Supplied material
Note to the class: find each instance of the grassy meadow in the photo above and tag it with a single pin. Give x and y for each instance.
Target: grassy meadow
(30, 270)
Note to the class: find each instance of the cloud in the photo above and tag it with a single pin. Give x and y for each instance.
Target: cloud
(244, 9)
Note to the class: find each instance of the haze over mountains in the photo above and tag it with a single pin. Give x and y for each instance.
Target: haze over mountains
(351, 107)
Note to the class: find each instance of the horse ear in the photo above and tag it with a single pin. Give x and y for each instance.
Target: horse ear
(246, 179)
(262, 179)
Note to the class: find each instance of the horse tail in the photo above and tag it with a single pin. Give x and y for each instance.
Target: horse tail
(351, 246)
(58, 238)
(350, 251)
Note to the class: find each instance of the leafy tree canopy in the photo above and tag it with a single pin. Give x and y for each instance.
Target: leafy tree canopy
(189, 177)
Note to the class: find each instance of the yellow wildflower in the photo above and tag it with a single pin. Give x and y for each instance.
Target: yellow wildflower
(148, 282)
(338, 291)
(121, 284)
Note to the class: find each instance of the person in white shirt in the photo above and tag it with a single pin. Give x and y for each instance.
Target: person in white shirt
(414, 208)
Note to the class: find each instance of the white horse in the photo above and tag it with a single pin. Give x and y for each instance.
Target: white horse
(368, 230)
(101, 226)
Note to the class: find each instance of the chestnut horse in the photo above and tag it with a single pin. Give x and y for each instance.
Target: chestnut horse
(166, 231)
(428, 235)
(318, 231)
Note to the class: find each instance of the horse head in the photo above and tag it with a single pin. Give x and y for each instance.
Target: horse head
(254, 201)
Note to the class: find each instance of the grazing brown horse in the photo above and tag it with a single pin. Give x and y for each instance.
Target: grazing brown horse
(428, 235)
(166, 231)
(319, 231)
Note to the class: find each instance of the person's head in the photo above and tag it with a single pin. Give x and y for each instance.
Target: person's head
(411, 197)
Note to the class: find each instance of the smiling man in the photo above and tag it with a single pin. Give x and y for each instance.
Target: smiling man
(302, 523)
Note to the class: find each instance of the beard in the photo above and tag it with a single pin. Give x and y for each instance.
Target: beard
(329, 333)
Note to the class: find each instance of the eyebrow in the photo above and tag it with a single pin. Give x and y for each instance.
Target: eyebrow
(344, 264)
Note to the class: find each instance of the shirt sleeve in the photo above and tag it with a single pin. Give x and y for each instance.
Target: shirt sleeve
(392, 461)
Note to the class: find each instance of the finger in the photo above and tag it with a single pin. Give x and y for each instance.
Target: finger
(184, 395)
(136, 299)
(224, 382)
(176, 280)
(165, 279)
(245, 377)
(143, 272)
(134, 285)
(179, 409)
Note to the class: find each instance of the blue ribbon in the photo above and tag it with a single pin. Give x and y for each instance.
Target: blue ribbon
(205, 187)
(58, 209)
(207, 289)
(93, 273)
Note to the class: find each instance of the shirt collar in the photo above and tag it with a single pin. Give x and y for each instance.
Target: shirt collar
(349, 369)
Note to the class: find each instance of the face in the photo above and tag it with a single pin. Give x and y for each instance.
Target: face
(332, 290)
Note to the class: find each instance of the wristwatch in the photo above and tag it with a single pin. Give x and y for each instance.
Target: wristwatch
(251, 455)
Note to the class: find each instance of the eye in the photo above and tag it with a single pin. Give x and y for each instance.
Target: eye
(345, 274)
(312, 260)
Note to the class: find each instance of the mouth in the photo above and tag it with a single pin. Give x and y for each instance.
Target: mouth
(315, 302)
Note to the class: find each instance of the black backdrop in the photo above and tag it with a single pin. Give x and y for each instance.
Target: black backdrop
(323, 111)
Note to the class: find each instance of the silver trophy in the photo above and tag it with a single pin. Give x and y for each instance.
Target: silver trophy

Given task
Set out every one of the lines above as a numbered list, skipping any blank lines.

Exercise output
1. Note to the class: find each instance of the grassy meadow in the photo above and tag it with a single pin. Give x and y for each instance.
2. Target: grassy meadow
3. (30, 270)
4. Note to the class: find each instance of the cloud in the photo above and tag it with a single pin. Give x and y for each instance.
5. Target: cloud
6. (244, 9)
7. Note to the class: find each instance of the haze over mountains in the photo above and tag it with a single pin. Give x and y for each instance.
8. Target: haze over mountains
9. (351, 107)
10. Note to the class: find each instance of the horse ear in the photo above and tag it with a single pin. Give x and y for each instance.
11. Target: horse ear
12. (246, 179)
13. (262, 179)
14. Note to the class: find each instance of the horse tail in the photo above and tag it with a single pin. Give x and y for each instance.
15. Target: horse tail
16. (351, 246)
17. (58, 238)
18. (350, 251)
19. Note to the class: find each instance of the leafy tree canopy in the photo above and tag it with a single pin. Give x and y for each instance.
20. Target: leafy tree canopy
21. (189, 177)
22. Note to the class: find each instance of the yellow wildflower in the photo above and tag it with a single pin. Give x and y for each instance.
23. Target: yellow wildflower
24. (148, 282)
25. (338, 291)
26. (121, 284)
27. Note to the class: find each instance of the person in white shirt in the photo above and tag it with a single pin. Give x and y for each instance.
28. Target: person in white shirt
29. (414, 208)
30. Note to the class: find each instance of the white horse in the photo above and tag it with a single pin. Give x and y for each instance.
31. Target: white horse
32. (368, 230)
33. (101, 226)
34. Note to the class: find each instance of the chestnut horse in the photo above and tag it with a single pin. Give x and y for each instance.
35. Target: chestnut horse
36. (166, 231)
37. (428, 235)
38. (318, 231)
39. Note to the class: find each instance of the horse head in the photo above and tag it with a single pin. Give x and y for each instance.
40. Target: horse head
41. (254, 201)
42. Note to the class: find each instance of the grazing brown horse in the photo above and tag it with a single pin. Give x and y for each instance.
43. Target: grazing brown horse
44. (428, 235)
45. (166, 231)
46. (319, 231)
47. Note to the class: find each instance of the person's head in the photo above and tag it with a single pin. Give x and y for each instance.
48. Target: person's head
49. (411, 197)
50. Note to the class: find each instance of the smiling man in the photo above and tag it with a single pin. Give x and y for each instance.
51. Target: smiling man
52. (302, 523)
53. Note to the class: find each instance of the beard in the photo above and tag it with a single pin. Give x and y for each instance.
54. Target: beard
55. (329, 333)
56. Note to the class: find each instance of the eyebrow in the photo above and tag it with a single pin. Give x and y for each instance.
57. Target: eyebrow
58. (344, 264)
59. Note to the class: find each instance of the shirt sleeve in the photo above and tag it with a single pin. Give x and y for each instance.
60. Target: shirt sleeve
61. (392, 461)
62. Note to the class: find each instance of the finger in the photo above and tag it with a single pin. Give x and y for each instance.
63. Target: finger
64. (184, 395)
65. (136, 299)
66. (224, 382)
67. (176, 280)
68. (165, 279)
69. (245, 377)
70. (143, 272)
71. (134, 285)
72. (179, 409)
73. Note to the class: find each instance of the blue ribbon in the photo above and tag it with a single pin. Give x and y for each instance.
74. Target: blue ribbon
75. (205, 187)
76. (58, 209)
77. (207, 289)
78. (93, 273)
79. Note to the class: find each instance of the shirt collar in the photo above and tag it with a single pin. Give x and y for each instance.
80. Target: shirt collar
81. (349, 369)
82. Note to the class: find each instance of the face in the photo above and tag it with a single pin. Give x and y for each instance.
83. Target: face
84. (332, 290)
85. Note to the class: find each instance of the wristwatch in the photo above and tag it with a single pin. Give x and y for each instance.
86. Target: wristwatch
87. (251, 455)
88. Note to the class: find each instance of the eye in the photo above and tag it with a single pin. Give x and y for each instance.
89. Target: eye
90. (345, 274)
91. (312, 260)
92. Note to the class: find each instance of the mouth in the photo above and tag it with a single pin. Give x and y for each instance.
93. Target: mouth
94. (315, 302)
95. Note to the class: find each instance of the black backdrop in the photo above and tag it with a single pin. Give x and y for each instance.
96. Target: black backdrop
97. (323, 111)
98. Note to the class: find each instance of the silver trophy in the photo above and tag it with a single pin. Give x and y for each instance.
99. Target: silver trophy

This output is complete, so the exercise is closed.